» TEXTO ANALIZADO:
____________
Es difícil dormir en una tienda de campaña, en un albergue. Tienen suerte de tener un techo, aunque sea una tejavana parcial y no logre resguardarles del frío. Es de noche y el llanto ininterrumpido de un bebé desafía el silencio.

Se llama Sofía, y es la migrante más joven del albergue Movimiento Juventud 2000. Nació 40 días atrás en Tijuana. Su madre se llama María Orellana, tiene 28 años y es originaria de Honduras. Pasea noctámbula con Sofía meciéndola con golpecitos breves en su espalda, por si tiene cólicos. Cuando amanece las dos están en las sillas dispuestas para el desayuno, Sofía duerme, por fin.

María Orellana, 28 años, Honduras

María salió en octubre huyendo del crimen organizado, la habían amenazado de muerte. Estaba embarazada de seis meses. “Fue muy difícil, imagina cruzar tantos países prácticamente a pie. Me asaltaron dos veces”, relata entre lágrimas. “La primera me bajaron del camión y me quitaron el dinero, fue cerca de Tuxtla Gutiérrez. Parecían policías. Tuve que cruzar México embarazadísima y sin dinero”. Sofía vuelve a llorar, como si entendiera el dolor de su madre.
____________
» DATOS:
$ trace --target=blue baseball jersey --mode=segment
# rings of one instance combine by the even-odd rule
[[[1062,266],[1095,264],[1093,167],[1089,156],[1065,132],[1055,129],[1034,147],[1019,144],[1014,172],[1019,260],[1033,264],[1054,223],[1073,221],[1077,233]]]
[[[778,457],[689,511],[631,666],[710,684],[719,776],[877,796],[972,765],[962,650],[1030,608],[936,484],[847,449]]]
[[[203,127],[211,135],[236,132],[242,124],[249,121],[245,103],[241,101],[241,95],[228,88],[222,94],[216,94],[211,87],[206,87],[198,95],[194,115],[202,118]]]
____________
» TAREAS:
1. Copia el texto analizado desde "María salió en" hasta "de su madre.", reemplazando "dinero" por "pasaporte".
2. Traduce al inglés la siguiente oración del texto analizado: "Se llama Sofía, y es la migrante más joven del albergue Movimiento Juventud 2000."

» SOLUCIONES POR TAREA:
1.
María salió en octubre huyendo del crimen organizado, la habían amenazado de muerte. Estaba embarazada de seis meses. “Fue muy difícil, imagina cruzar tantos países prácticamente a pie. Me asaltaron dos veces”, relata entre lágrimas. “La primera me bajaron del camión y me quitaron el pasaporte, fue cerca de Tuxtla Gutiérrez. Parecían policías. Tuve que cruzar México embarazadísima y sin pasaporte”. Sofía vuelve a llorar, como si entendiera el dolor de su madre.

2. Her name is Sofía, and she is the youngest migrant at the Movimiento Juventud 2000 shelter.